> **Written instruction**: Revise the material below by swapping "vegetation" for "foliage" and keeping everything else the same. Omit the pictures from your output.

> **Exercise materials**:
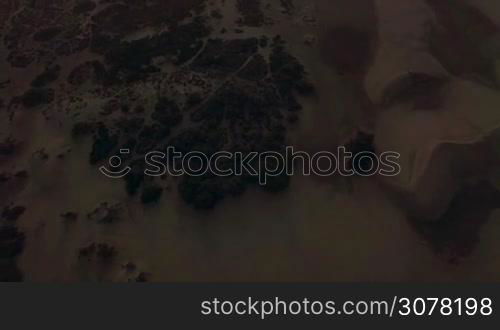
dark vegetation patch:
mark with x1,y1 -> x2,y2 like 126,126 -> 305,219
2,205 -> 26,221
238,54 -> 269,81
191,38 -> 258,75
33,26 -> 63,42
236,0 -> 265,27
141,185 -> 163,204
73,0 -> 97,15
0,222 -> 26,282
427,0 -> 500,86
90,125 -> 118,164
21,88 -> 55,108
93,17 -> 209,84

> **Correct output**:
dark foliage patch:
mark with x1,y1 -> x2,y2 like 126,126 -> 305,219
2,205 -> 26,221
238,54 -> 269,81
191,38 -> 258,75
33,26 -> 63,42
236,0 -> 265,27
141,185 -> 163,204
73,0 -> 97,15
0,222 -> 26,282
427,0 -> 500,86
90,125 -> 118,164
21,88 -> 55,108
93,17 -> 209,84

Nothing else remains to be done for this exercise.